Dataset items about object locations
------
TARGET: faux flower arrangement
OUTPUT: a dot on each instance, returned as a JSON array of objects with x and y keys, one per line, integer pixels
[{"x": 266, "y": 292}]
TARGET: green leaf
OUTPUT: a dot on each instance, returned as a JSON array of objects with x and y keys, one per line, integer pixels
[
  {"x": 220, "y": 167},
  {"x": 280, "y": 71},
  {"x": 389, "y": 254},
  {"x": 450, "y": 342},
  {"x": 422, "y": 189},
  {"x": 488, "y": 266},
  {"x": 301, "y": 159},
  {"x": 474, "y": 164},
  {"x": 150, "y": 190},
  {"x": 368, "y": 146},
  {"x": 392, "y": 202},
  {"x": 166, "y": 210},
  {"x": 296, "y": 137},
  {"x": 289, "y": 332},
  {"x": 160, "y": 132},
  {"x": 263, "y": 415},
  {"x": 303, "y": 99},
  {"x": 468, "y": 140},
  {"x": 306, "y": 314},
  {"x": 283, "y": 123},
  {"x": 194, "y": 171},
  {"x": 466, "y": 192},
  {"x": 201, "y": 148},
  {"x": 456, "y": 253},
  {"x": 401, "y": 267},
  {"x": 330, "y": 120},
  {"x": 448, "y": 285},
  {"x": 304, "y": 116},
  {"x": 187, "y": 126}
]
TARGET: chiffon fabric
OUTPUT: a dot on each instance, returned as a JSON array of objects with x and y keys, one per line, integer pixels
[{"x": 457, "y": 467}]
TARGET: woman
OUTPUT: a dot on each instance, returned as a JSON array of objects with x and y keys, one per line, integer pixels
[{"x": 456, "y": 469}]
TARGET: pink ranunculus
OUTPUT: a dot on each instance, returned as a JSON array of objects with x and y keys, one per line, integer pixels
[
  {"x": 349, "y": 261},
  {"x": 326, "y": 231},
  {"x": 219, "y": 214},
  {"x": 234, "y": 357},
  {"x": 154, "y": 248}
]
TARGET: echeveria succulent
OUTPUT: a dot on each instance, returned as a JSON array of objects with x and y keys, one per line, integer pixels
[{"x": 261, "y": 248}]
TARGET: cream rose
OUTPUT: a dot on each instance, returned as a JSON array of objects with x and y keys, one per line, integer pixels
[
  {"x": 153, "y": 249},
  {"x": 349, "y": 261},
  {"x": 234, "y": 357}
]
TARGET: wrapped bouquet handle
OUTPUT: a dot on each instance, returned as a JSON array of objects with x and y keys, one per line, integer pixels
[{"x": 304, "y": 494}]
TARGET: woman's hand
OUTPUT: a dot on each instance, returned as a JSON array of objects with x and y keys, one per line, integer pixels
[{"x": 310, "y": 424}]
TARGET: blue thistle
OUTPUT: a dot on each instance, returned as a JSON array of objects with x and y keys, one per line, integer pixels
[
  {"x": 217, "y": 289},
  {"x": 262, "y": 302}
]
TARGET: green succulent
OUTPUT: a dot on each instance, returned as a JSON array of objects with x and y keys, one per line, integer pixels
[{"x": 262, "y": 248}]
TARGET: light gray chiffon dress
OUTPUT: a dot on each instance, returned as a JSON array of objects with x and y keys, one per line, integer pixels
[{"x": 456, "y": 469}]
------
What needs to be done
Rewrite the items from the line containing "TARGET: light gray chiffon dress" through the end of the items, inclusive, as a two-column CSV with the header task,value. Give one row per item, with its text under task and its answer under value, each in a single quoted field with line breaks replaced by spaces.

Expected answer
task,value
"TARGET: light gray chiffon dress OUTPUT: a dot on each instance, returned as a JSON array of objects with x and y keys, one per line, integer pixels","[{""x"": 456, ""y"": 469}]"